■ Extract provided
Shortly after Christmas, Craftsy had a very good sale (50% off or something like that).  I took advantage of this opportunity to look for classes in designing and/or creating "Modern" quilts.  I found two of particular interest.  Deciding to focus on one at a time, I bought "Designing Modern Quilts" with Weeks Ringle.  To date, I've watched it through once, and selective sections at least twice more.

Accompanying the class is a series of assignments, which Ms. Ringle calls "Explorations".  The first has to do with breaking out of one's comfort zone, as far as one's colour palette is concerned.  I decided that I would explore this from the assumption that my 'usual' palette is based on my Prairie landscapes, and that I would use a fair-sized collection of charm squares (5" squares) I'd collected and left languishing for several years.

Here's #1 - My "Preferred" Palette:

Prairie Palette

Next up: fabrics I like (colour, scale) but haven't considered for Prairie landscapes:



Third: fabrics in colours I like, but which I wouldn't consider for artwork or home decor (based on my present colour schemes, such as  they are)...Notice there are more 'novelty' prints and some larger scale prints in the mix at this point:



Last: again, fabrics in colours I like but which would be at the bottom of my consideration for artwork (thus far) and home decor...Note again the abundance of 'novelty' and large-scale prints.  (Also note...I was running out of squares, so this sample is rectangular, rather than square!)



As for the blocks -- Exploration #3 -- first, one from the small-scale prints:

Finished @ 8 1/2" square


And from the large-scale prints (Kaffe Fassett-like but not his actual fabric line):

Finished at 12" square


What have I learned from all this?

■ The problem
Transcribe everything in the quilting blog post from "Third: fabrics in" down to "rather than square!)". The records below were gathered from a separate source.

■ Record extracts

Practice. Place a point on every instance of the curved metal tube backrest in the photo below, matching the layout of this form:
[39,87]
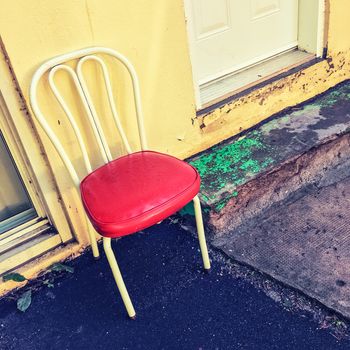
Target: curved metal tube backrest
[77,76]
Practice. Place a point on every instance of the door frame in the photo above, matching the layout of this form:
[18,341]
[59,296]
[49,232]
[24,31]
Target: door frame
[321,33]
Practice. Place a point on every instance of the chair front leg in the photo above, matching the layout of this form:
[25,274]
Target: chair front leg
[118,277]
[201,235]
[93,242]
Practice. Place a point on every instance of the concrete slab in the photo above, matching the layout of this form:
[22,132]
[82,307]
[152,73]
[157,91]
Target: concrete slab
[305,243]
[177,305]
[247,174]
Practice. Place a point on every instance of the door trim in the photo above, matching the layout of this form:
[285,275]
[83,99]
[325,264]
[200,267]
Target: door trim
[320,43]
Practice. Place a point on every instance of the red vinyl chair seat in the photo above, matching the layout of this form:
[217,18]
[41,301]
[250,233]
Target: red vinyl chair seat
[137,191]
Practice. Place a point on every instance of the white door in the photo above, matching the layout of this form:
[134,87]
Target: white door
[228,35]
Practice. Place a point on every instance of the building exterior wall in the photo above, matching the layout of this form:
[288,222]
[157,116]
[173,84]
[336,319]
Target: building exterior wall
[152,34]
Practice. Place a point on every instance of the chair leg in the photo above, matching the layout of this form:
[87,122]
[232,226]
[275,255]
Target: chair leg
[201,235]
[118,277]
[93,242]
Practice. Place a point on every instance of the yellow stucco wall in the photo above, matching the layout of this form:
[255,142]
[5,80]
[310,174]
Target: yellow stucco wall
[152,34]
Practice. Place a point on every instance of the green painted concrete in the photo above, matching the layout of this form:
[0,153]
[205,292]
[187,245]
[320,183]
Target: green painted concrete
[225,167]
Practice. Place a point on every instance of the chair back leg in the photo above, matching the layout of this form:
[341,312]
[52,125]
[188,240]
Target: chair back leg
[93,242]
[118,277]
[201,235]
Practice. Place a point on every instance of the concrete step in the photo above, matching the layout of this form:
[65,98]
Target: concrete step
[307,145]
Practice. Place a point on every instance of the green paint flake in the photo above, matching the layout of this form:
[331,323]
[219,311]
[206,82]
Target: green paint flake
[224,167]
[232,164]
[188,209]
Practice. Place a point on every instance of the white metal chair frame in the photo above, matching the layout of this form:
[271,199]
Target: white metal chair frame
[77,76]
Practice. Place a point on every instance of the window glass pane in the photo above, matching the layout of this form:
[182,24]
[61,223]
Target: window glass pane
[15,204]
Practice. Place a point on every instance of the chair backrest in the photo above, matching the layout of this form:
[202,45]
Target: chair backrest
[77,76]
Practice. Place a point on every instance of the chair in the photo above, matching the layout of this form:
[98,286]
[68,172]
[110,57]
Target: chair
[141,188]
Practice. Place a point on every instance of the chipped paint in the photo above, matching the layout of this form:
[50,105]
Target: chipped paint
[226,167]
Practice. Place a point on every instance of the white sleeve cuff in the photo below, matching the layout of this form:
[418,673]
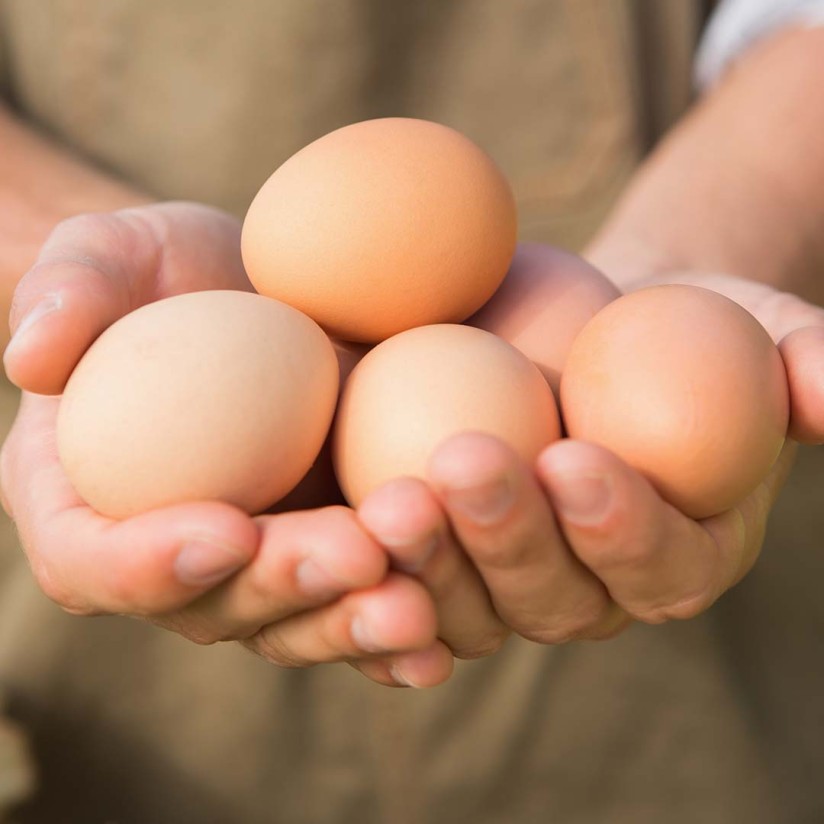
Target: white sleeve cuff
[737,24]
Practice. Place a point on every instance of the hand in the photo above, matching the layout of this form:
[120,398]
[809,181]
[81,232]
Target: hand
[298,588]
[580,545]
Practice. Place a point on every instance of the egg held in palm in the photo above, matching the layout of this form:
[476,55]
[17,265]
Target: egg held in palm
[415,390]
[547,297]
[215,395]
[687,387]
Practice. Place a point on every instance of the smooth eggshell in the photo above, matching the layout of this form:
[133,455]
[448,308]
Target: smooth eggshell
[547,297]
[215,395]
[415,390]
[319,487]
[684,385]
[381,226]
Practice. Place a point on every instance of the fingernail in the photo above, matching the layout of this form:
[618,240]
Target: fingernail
[410,555]
[45,306]
[400,678]
[484,505]
[314,580]
[582,499]
[200,563]
[363,636]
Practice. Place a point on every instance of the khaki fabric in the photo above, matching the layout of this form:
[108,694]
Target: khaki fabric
[715,720]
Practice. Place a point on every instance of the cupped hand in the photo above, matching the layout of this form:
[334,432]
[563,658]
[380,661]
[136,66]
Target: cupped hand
[580,545]
[298,588]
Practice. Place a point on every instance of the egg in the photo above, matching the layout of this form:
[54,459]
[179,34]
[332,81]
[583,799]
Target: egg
[415,390]
[215,395]
[684,385]
[547,297]
[382,226]
[319,487]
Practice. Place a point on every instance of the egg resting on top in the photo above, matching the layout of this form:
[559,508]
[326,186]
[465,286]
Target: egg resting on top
[381,226]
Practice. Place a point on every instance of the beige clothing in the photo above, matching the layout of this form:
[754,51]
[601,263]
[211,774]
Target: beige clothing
[715,720]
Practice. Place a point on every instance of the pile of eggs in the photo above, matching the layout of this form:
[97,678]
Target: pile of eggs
[393,311]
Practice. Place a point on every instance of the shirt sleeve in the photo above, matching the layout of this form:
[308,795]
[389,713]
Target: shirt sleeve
[736,24]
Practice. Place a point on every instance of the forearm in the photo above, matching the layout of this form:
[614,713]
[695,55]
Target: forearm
[40,185]
[738,185]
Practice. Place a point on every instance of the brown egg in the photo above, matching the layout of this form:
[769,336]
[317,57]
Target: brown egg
[382,226]
[415,390]
[547,297]
[214,395]
[685,386]
[319,487]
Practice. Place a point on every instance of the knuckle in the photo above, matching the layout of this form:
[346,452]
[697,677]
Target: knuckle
[270,647]
[573,626]
[56,591]
[681,610]
[489,644]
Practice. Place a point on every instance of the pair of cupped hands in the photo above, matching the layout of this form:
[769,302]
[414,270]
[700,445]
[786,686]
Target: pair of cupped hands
[577,546]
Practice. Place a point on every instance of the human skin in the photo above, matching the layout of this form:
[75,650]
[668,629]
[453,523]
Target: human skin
[576,546]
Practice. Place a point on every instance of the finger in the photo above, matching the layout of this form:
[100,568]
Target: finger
[407,520]
[502,519]
[426,668]
[395,616]
[305,559]
[803,354]
[89,564]
[656,563]
[95,268]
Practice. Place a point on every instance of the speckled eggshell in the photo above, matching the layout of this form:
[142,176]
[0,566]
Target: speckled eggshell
[415,390]
[684,385]
[547,297]
[381,226]
[215,395]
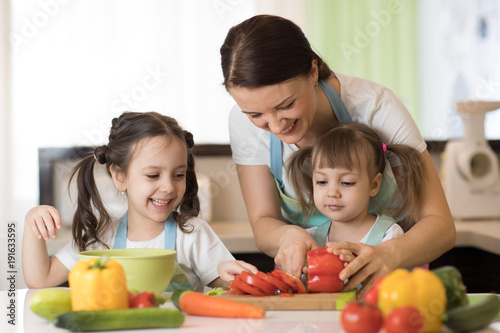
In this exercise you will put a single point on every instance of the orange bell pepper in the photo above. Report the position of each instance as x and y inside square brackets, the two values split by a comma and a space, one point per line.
[419, 288]
[98, 284]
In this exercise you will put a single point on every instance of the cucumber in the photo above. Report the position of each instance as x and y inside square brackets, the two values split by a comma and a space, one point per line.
[471, 317]
[49, 303]
[86, 321]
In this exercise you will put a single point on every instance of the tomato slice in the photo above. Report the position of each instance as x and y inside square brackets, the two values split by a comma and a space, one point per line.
[282, 286]
[254, 281]
[295, 284]
[249, 289]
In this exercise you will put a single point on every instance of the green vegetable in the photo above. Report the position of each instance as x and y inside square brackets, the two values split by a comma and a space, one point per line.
[456, 292]
[86, 321]
[471, 317]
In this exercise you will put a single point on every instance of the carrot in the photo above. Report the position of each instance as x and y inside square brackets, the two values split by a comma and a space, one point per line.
[198, 304]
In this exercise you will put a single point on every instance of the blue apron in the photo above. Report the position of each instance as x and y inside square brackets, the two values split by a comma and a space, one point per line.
[376, 235]
[179, 279]
[291, 207]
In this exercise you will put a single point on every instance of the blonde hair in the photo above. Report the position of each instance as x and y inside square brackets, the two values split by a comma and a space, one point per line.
[347, 145]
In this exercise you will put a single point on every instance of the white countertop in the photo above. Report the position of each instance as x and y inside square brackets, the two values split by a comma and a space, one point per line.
[275, 321]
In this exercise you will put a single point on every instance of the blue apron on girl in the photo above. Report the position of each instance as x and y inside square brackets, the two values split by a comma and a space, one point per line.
[291, 207]
[179, 279]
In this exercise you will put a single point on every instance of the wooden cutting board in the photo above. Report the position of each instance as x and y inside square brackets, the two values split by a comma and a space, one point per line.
[326, 301]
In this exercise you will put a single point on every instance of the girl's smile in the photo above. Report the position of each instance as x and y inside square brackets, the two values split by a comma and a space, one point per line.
[156, 179]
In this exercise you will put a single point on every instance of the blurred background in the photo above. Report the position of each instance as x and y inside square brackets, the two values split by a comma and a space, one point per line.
[67, 67]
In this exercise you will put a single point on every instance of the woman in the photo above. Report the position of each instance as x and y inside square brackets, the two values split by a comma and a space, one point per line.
[281, 86]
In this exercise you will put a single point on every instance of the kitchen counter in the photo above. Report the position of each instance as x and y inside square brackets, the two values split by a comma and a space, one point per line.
[275, 321]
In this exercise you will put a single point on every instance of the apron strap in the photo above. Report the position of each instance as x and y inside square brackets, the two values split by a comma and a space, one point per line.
[170, 231]
[276, 159]
[336, 102]
[321, 233]
[179, 278]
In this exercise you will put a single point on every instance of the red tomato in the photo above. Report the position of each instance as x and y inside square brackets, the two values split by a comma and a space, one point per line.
[371, 296]
[252, 280]
[295, 284]
[242, 285]
[144, 299]
[404, 319]
[359, 317]
[274, 281]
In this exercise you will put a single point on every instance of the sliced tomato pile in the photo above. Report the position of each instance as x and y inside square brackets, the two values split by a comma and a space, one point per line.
[262, 284]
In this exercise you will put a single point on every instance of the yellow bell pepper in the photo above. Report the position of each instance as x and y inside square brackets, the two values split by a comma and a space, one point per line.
[419, 288]
[98, 284]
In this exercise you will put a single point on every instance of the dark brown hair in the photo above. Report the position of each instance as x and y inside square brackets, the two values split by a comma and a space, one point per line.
[347, 145]
[126, 131]
[265, 50]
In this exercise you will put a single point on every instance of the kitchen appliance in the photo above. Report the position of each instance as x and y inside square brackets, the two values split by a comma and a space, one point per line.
[470, 169]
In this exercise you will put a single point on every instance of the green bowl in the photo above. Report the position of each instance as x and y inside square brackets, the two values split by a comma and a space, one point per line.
[145, 269]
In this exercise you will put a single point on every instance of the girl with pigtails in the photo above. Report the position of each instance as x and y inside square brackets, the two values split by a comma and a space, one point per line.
[342, 175]
[149, 158]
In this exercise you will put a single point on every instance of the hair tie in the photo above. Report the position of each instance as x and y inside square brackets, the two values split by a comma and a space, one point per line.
[99, 154]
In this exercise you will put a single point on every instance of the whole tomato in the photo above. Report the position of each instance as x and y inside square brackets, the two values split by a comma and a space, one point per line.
[360, 317]
[404, 319]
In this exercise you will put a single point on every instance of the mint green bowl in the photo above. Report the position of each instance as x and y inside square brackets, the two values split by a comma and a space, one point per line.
[145, 269]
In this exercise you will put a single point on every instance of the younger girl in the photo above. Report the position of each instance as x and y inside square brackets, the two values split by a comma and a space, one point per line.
[347, 164]
[150, 161]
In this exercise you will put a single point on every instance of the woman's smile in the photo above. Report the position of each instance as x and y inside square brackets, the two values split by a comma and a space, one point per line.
[290, 129]
[161, 203]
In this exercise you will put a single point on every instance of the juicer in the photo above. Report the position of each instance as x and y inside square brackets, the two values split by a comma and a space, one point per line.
[470, 169]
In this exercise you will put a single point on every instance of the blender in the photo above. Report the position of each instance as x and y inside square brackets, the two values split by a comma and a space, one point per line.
[470, 171]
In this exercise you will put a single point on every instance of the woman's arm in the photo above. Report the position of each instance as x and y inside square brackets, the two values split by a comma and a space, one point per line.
[430, 237]
[39, 270]
[288, 244]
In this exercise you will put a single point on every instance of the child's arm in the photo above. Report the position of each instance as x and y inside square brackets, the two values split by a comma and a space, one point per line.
[345, 254]
[39, 270]
[228, 269]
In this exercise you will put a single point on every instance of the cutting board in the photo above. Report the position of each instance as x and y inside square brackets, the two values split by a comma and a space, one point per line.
[326, 301]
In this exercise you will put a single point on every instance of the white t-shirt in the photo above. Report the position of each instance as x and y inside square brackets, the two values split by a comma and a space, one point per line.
[367, 103]
[394, 231]
[198, 252]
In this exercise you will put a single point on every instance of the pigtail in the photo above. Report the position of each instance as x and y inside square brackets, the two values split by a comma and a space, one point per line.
[299, 172]
[411, 182]
[87, 227]
[190, 204]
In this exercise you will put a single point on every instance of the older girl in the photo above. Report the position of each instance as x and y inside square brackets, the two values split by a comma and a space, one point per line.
[150, 161]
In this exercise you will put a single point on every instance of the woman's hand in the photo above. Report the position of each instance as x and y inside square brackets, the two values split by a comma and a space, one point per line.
[292, 253]
[369, 263]
[229, 268]
[43, 221]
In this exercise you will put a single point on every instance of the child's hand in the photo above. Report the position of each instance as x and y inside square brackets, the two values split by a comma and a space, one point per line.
[344, 254]
[43, 221]
[229, 268]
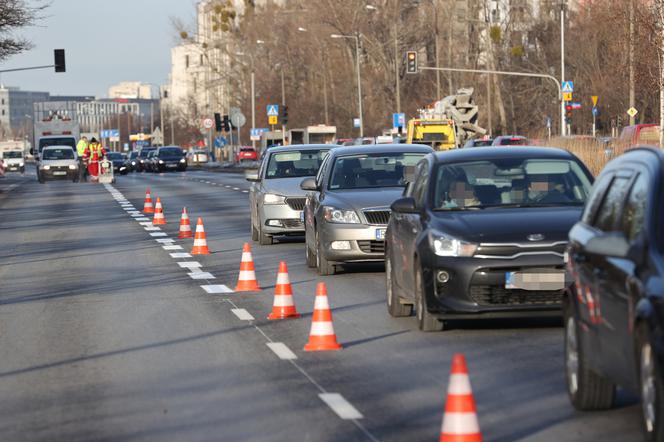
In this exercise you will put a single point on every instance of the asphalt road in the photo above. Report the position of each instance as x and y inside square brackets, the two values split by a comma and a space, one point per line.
[104, 336]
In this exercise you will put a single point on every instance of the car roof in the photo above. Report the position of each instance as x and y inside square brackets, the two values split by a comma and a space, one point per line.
[498, 152]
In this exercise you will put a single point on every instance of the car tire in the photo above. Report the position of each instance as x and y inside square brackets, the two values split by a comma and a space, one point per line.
[587, 389]
[323, 265]
[652, 387]
[394, 306]
[425, 320]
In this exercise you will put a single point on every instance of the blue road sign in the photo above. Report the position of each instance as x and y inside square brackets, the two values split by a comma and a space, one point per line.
[272, 110]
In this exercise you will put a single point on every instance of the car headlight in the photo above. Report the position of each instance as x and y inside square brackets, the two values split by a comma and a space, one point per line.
[446, 245]
[334, 215]
[271, 198]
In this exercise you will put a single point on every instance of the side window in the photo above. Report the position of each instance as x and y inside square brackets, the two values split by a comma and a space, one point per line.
[608, 213]
[635, 208]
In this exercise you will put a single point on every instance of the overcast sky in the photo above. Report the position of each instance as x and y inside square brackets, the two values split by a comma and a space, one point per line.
[106, 41]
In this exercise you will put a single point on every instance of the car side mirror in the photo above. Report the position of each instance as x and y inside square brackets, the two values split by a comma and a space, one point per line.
[404, 205]
[309, 184]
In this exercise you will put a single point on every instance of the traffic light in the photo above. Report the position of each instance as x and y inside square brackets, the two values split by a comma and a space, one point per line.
[411, 62]
[59, 55]
[217, 122]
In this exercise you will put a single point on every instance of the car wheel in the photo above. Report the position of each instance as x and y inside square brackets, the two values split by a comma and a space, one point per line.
[652, 388]
[425, 320]
[323, 265]
[394, 306]
[587, 389]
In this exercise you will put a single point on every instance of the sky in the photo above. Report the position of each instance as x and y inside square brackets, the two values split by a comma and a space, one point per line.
[106, 42]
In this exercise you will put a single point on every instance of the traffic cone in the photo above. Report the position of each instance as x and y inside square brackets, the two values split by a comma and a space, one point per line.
[460, 419]
[322, 336]
[147, 205]
[283, 306]
[185, 227]
[247, 280]
[158, 214]
[200, 243]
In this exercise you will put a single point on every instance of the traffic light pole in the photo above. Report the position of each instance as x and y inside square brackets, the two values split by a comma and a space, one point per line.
[514, 74]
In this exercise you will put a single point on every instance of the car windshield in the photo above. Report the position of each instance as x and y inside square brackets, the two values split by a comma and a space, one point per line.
[510, 183]
[373, 170]
[295, 164]
[58, 154]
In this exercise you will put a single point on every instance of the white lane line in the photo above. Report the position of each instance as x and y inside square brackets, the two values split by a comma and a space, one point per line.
[341, 406]
[281, 350]
[242, 314]
[216, 289]
[190, 264]
[201, 275]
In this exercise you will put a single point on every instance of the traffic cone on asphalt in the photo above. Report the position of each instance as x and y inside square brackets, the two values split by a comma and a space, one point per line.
[147, 205]
[247, 280]
[460, 419]
[185, 227]
[322, 336]
[200, 243]
[283, 306]
[158, 214]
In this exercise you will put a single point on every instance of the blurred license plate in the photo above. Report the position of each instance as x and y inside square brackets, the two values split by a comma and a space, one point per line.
[535, 281]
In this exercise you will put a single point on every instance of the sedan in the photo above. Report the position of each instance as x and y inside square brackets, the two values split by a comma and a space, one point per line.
[482, 233]
[275, 198]
[614, 312]
[348, 204]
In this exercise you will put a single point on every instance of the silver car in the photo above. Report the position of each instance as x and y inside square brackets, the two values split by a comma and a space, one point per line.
[348, 202]
[275, 197]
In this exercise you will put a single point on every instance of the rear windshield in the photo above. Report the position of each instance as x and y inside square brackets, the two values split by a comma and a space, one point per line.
[58, 154]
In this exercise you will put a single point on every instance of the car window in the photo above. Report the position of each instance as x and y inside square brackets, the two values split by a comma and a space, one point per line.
[609, 210]
[635, 208]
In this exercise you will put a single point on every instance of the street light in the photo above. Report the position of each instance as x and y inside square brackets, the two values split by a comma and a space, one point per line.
[359, 79]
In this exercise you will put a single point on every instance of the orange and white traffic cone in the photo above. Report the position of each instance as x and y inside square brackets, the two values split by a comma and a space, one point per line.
[185, 227]
[158, 214]
[460, 419]
[200, 243]
[147, 205]
[283, 306]
[247, 279]
[322, 336]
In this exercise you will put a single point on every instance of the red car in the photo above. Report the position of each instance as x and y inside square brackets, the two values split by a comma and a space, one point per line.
[246, 154]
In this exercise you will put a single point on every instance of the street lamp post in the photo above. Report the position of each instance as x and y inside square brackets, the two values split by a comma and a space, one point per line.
[359, 79]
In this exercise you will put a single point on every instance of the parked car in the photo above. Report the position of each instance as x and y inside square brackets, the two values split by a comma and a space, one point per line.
[275, 197]
[614, 311]
[169, 158]
[510, 140]
[481, 233]
[57, 162]
[246, 154]
[348, 202]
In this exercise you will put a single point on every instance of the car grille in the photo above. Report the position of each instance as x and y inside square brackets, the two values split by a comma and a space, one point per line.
[379, 217]
[491, 295]
[372, 246]
[296, 203]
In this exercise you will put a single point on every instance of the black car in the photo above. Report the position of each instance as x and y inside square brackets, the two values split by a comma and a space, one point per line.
[481, 233]
[169, 158]
[614, 311]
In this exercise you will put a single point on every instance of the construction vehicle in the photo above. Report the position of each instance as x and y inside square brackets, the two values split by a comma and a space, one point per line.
[447, 123]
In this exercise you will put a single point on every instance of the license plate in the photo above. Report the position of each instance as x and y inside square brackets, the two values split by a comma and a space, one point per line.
[535, 281]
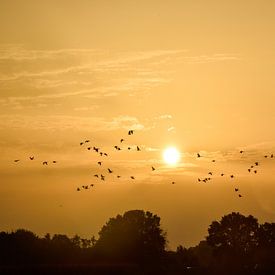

■ The reply
Third: fabrics in colours I like, but which I wouldn't consider for artwork or home decor (based on my present colour schemes, such as  they are)...Notice there are more 'novelty' prints and some larger scale prints in the mix at this point:



Last: again, fabrics in colours I like but which would be at the bottom of my consideration for artwork (thus far) and home decor...Note again the abundance of 'novelty' and large-scale prints.  (Also note...I was running out of squares, so this sample is rectangular, rather than square!)